Script build_base_machine.sh will install all the vsperf dependencies in terms of system packages, Python 3.x and required Python modules. In case of CentOS 7 it will install Python 3.3 from an additional repository provided by Software Collections (a link). In case of RedHat 7 it will install Python 3.4 as an alternate installation in /usr/local/bin. Installation script will also use virtualenv to create a vsperf virtual environment, which is isolated from the default Python environment. This environment will reside in a directory called vsperfenv in $HOME.

You will need to activate the virtual environment every time you start a new shell session. Its activation is specific to your OS:

For running testcases VSPERF is installed on Intel pod1-node2 in which centos operating system is installed. Only VSPERF installion on Centos is discussed here. For installation steps on other operating systems please refer to here.

For CentOS 7

## Python 3 Packages

To avoid file permission errors and Python version issues, use virtualenv to create an isolated environment with Python3. The required Python 3 packages can be found in the requirements.txt file in the root of the test suite. They can be installed in your virtual environment like so:

scl enable python33 bash
# Create virtual environment
virtualenv vsperfenv
cd vsperfenv
source bin/activate
pip install -r requirements.txt

You need to activate the virtual environment every time you start a new shell session. To activate, simple run:

scl enable python33 bash
cd vsperfenv
source bin/activate

Working Behind a Proxy

If you’re behind a proxy, you’ll likely want to configure this before running any of the above. For example:

export http_proxy="http://<username>:<password>@<proxy>:<port>/";
export https_proxy="https://<username>:<password>@<proxy>:<port>/";
export ftp_proxy="ftp://<username>:<password>@<proxy>:<port>/";
export socks_proxy="socks://<username>:<password>@<proxy>:<port>/";

For other OS specific activation click this link:

Traffic-Generators

VSPERF supports many Traffic-generators. For configuring VSPERF to work with the available traffic-generator go through this.
·····
**Instruction A**
Rewrite the VSPERF installation text from "You will need" up to and including "refer to here.", replacing "pod1-node2" with "pod3-node1".
**Instruction B**
Proceed with the VSPERF installation text, picking up after its final sentence.

**Entries from a point annotation set**
·····
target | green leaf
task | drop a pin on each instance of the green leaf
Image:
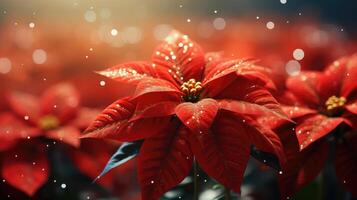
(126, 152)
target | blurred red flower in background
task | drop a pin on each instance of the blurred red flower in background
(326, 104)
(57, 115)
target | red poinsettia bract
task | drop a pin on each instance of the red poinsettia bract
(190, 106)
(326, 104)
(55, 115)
·····
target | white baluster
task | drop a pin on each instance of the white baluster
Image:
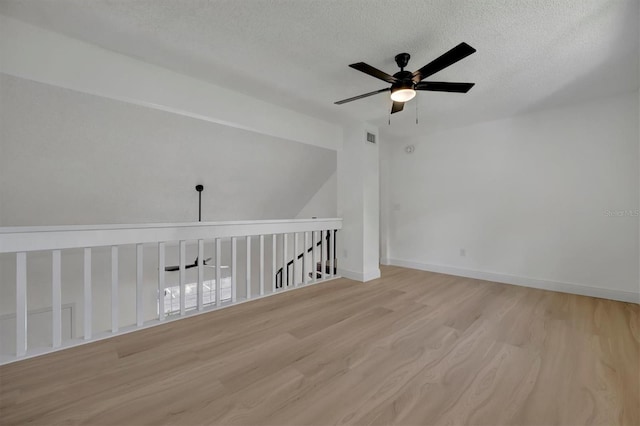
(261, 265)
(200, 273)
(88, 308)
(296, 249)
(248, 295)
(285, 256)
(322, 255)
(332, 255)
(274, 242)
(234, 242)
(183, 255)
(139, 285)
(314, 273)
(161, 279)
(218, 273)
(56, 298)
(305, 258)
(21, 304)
·····
**Task answer A**
You will need to activate the virtual environment every time you start a new shell session. Its activation is specific to your OS:

For running testcases VSPERF is installed on Intel pod3-node1 in which centos operating system is installed. Only VSPERF installion on Centos is discussed here. For installation steps on other operating systems please refer to here.

**Task answer B**
VSPERF supports the following traffic generators:

  • Dummy (DEFAULT): Allows you to use your own external traffic generator.
  • IXIA (IxNet and IxOS)
  • Spirent TestCenter
  • Xena Networks
  • MoonGen

To see the list of traffic gens from the cli:

$ ./vsperf --list-trafficgens

This guide provides the details of how to install and configure the various traffic generators.

As KVM4NFV uses only IXIA traffic generator, it is discussed here. For complete documentation regarding traffic generators please follow this link.

IXIA Setup

Hardware Requirements

VSPERF requires the following hardware to run tests: IXIA traffic generator (IxNetwork), a machine that runs the IXIA client software and a CentOS Linux release 7.1.1503 (Core) host.

Installation

Follow the installation instructions to install.

On the CentOS 7 system

You need to install IxNetworkTclClient$(VER_NUM)Linux.bin.tgz.

On the IXIA client software system

Find the IxNetwork TCL server app (start -> All Programs -> IXIA -> IxNetwork -> IxNetwork_$(VER_NUM) -> IxNetwork TCL Server)
  • Right click on IxNetwork TCL Server, select properties
  • Under shortcut tab in the Target dialogue box make sure there is the argument “-tclport xxxx”

where xxxx is your port number (take note of this port number you will need it for the 10_custom.conf file).

_images/IXIA1.png
  • Hit Ok and start the TCL server application

VSPERF configuration

There are several configuration options specific to the IxNetworks traffic generator from IXIA. It is essential to set them correctly, before the VSPERF is executed for the first time.

Detailed description of options follows:

  • TRAFFICGEN_IXNET_MACHINE - IP address of server, where IxNetwork TCL Server is running
  • TRAFFICGEN_IXNET_PORT - PORT, where IxNetwork TCL Server is accepting connections from TCL clients
  • TRAFFICGEN_IXNET_USER - username, which will be used during communication with IxNetwork TCL Server and IXIA chassis
  • TRAFFICGEN_IXIA_HOST - IP address of IXIA traffic generator chassis
  • TRAFFICGEN_IXIA_CARD - identification of card with dedicated ports at IXIA chassis
  • TRAFFICGEN_IXIA_PORT1 - identification of the first dedicated port at TRAFFICGEN_IXIA_CARD at IXIA chassis; VSPERF uses two separated ports for traffic generation. In case of unidirectional traffic, it is essential to correctly connect 1st IXIA port to the 1st NIC at DUT, i.e. to the first PCI handle from WHITELIST_NICS list. Otherwise traffic may not be able to pass through the vSwitch.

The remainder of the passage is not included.